Excerpted data:
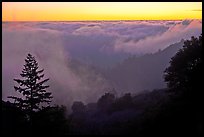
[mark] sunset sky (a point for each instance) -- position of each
(68, 11)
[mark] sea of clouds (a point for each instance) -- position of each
(98, 43)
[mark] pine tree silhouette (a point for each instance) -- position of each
(33, 90)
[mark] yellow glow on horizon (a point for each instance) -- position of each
(67, 11)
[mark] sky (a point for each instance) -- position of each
(75, 11)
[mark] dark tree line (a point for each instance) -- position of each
(175, 111)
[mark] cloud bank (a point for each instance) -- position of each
(98, 43)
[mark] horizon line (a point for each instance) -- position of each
(101, 20)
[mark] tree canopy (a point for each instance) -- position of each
(185, 67)
(33, 90)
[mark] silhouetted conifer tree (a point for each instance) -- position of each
(33, 90)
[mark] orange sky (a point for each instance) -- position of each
(67, 11)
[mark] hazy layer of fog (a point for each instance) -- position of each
(101, 44)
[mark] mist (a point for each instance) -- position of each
(101, 44)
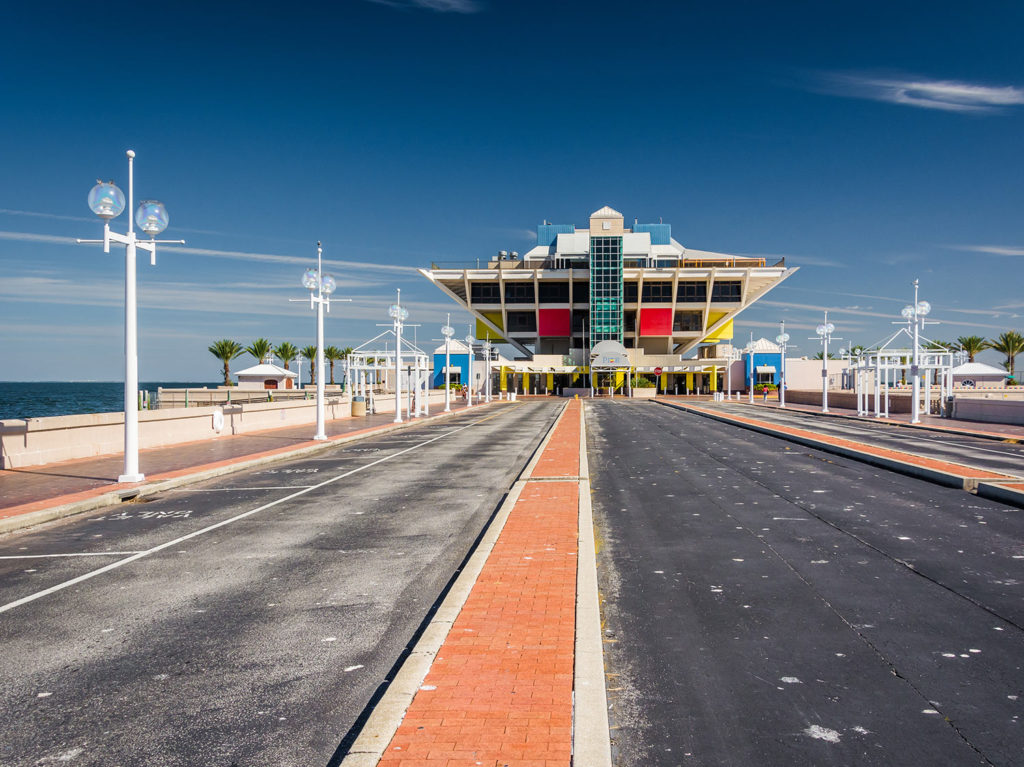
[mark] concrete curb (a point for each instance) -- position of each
(117, 497)
(591, 734)
(387, 715)
(995, 492)
(958, 481)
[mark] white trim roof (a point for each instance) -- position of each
(266, 370)
(978, 369)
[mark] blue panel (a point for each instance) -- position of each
(548, 232)
(660, 233)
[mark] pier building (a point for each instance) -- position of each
(669, 305)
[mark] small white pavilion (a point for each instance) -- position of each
(266, 375)
(979, 375)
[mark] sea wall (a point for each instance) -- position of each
(36, 441)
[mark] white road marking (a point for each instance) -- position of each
(240, 489)
(822, 733)
(217, 525)
(81, 554)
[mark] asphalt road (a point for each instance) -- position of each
(250, 620)
(768, 604)
(1007, 457)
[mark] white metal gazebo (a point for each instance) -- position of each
(371, 370)
(878, 371)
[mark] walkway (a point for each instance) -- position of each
(500, 690)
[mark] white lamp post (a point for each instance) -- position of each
(469, 375)
(448, 331)
(824, 332)
(486, 354)
(781, 339)
(398, 314)
(107, 201)
(914, 313)
(321, 287)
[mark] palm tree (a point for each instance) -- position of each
(309, 352)
(972, 345)
(1011, 344)
(259, 349)
(287, 352)
(225, 350)
(332, 354)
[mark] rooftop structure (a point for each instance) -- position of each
(606, 282)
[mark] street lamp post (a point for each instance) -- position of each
(469, 374)
(486, 373)
(448, 331)
(108, 202)
(398, 314)
(321, 287)
(914, 313)
(824, 332)
(781, 339)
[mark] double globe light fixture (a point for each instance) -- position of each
(781, 339)
(914, 314)
(108, 202)
(321, 287)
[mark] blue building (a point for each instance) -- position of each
(459, 357)
(762, 363)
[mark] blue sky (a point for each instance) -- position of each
(869, 143)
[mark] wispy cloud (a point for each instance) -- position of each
(991, 250)
(440, 6)
(947, 95)
(27, 237)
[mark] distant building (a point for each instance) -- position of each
(637, 286)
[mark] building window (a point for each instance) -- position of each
(605, 289)
(657, 292)
(484, 293)
(522, 322)
(579, 321)
(692, 293)
(554, 292)
(730, 291)
(687, 322)
(518, 293)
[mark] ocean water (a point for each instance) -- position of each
(41, 398)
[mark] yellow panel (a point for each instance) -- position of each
(722, 334)
(482, 331)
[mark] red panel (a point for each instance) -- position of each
(555, 323)
(655, 322)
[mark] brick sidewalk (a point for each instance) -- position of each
(500, 690)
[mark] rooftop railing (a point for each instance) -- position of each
(629, 263)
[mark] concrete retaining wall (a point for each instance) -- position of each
(42, 440)
(990, 410)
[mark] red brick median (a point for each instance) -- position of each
(500, 690)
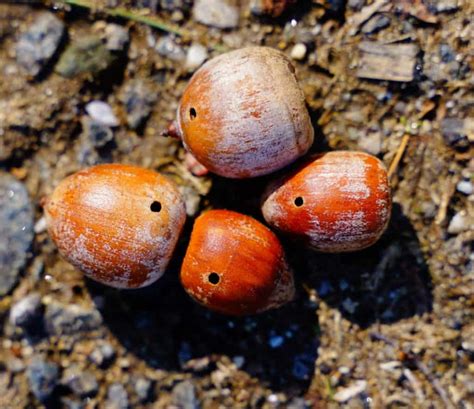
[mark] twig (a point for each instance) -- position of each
(398, 155)
(122, 12)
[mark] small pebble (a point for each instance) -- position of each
(459, 223)
(343, 395)
(82, 383)
(117, 397)
(143, 389)
(184, 395)
(371, 142)
(117, 37)
(43, 378)
(138, 102)
(168, 48)
(276, 341)
(103, 354)
(27, 311)
(375, 24)
(465, 186)
(102, 113)
(196, 56)
(63, 319)
(96, 133)
(217, 13)
(38, 45)
(298, 52)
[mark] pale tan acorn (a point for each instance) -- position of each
(243, 114)
(118, 224)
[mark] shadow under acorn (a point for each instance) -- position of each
(385, 283)
(163, 326)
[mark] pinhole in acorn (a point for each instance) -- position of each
(214, 278)
(155, 207)
(299, 201)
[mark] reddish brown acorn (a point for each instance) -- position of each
(235, 265)
(339, 201)
(118, 224)
(244, 115)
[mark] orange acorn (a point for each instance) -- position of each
(339, 201)
(243, 114)
(235, 265)
(118, 224)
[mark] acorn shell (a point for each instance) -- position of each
(243, 114)
(118, 224)
(235, 265)
(338, 201)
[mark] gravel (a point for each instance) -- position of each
(26, 312)
(37, 46)
(184, 395)
(102, 113)
(82, 383)
(196, 56)
(16, 230)
(62, 319)
(138, 100)
(43, 378)
(117, 397)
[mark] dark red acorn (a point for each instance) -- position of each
(339, 201)
(235, 265)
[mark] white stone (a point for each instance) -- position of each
(196, 56)
(101, 112)
(459, 223)
(217, 13)
(353, 390)
(298, 52)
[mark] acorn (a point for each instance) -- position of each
(243, 114)
(118, 224)
(235, 265)
(337, 202)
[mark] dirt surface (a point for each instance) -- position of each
(390, 326)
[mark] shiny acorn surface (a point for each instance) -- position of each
(243, 114)
(337, 202)
(235, 265)
(118, 224)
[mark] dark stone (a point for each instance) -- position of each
(27, 313)
(117, 397)
(64, 319)
(375, 24)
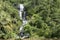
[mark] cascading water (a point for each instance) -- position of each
(22, 15)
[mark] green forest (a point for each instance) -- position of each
(43, 16)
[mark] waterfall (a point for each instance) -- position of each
(22, 15)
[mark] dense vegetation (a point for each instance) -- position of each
(43, 16)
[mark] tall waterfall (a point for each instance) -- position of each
(22, 15)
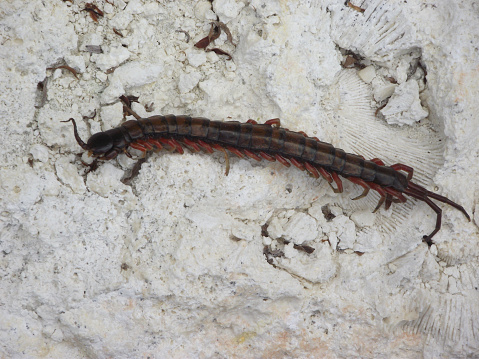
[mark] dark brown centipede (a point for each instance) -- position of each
(266, 141)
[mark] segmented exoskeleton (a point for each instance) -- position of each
(266, 141)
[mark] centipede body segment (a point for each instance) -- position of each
(267, 141)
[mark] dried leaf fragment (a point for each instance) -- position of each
(220, 52)
(354, 7)
(71, 69)
(93, 10)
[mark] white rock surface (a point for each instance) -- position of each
(267, 262)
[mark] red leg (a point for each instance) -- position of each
(282, 160)
(267, 156)
(235, 151)
(407, 169)
(145, 144)
(192, 144)
(155, 143)
(363, 184)
(395, 193)
(326, 175)
(206, 146)
(252, 155)
(137, 146)
(338, 182)
(381, 192)
(274, 122)
(298, 164)
(378, 161)
(311, 169)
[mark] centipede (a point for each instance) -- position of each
(268, 141)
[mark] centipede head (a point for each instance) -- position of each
(100, 143)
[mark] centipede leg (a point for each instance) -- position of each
(205, 146)
(91, 166)
(311, 169)
(252, 155)
(282, 160)
(138, 147)
(298, 164)
(363, 184)
(192, 144)
(276, 122)
(381, 192)
(326, 175)
(145, 144)
(155, 143)
(400, 167)
(378, 161)
(236, 151)
(267, 156)
(338, 182)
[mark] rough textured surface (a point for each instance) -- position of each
(186, 262)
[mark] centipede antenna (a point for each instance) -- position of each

What is needed: Nothing but the lines from the line containing "[mark] waterfall (a" through the last line of the records above is to be extracted, exactly and with no pictures.

Response:
[mark] waterfall (a point for each instance) -- position of each
(22, 15)
[mark] dense vegetation (a point for each instance) -- position of each
(43, 16)
[mark] tall waterfall (a point for each instance) -- position of each
(22, 15)
[mark] dark brown centipede (a point for each instance) -- position of each
(266, 141)
[mark] segmented exoskeleton (a point for each instance) -- position of each
(266, 141)
[mark] centipede body segment (a point for each instance) -- position of each
(267, 141)
[mark] dried leaf fragment (a point for each instance) -- position of each
(220, 52)
(354, 7)
(71, 69)
(93, 10)
[mark] white rock surface (a point for each instance) -- position of each
(267, 262)
[mark] red leg (a point for each instance) -- position of each
(282, 160)
(267, 156)
(235, 151)
(407, 169)
(145, 144)
(192, 144)
(155, 143)
(363, 184)
(395, 193)
(326, 175)
(206, 146)
(252, 155)
(137, 146)
(338, 182)
(381, 192)
(274, 122)
(298, 164)
(378, 161)
(311, 169)
[mark] centipede (a point for each instance) -- position of each
(268, 141)
[mark] centipede head (a point for each instance) -- position of each
(100, 143)
[mark] centipede leg (a point for each instance) -- position of each
(205, 146)
(91, 166)
(311, 169)
(252, 155)
(282, 160)
(138, 147)
(298, 164)
(363, 184)
(192, 144)
(276, 122)
(381, 192)
(326, 175)
(145, 144)
(155, 143)
(400, 167)
(378, 161)
(236, 151)
(267, 156)
(338, 182)
[mark] rough textured surface (a point for each instance) -- position of each
(186, 262)
[mark] centipede antenna (a point for each instance) -- position of each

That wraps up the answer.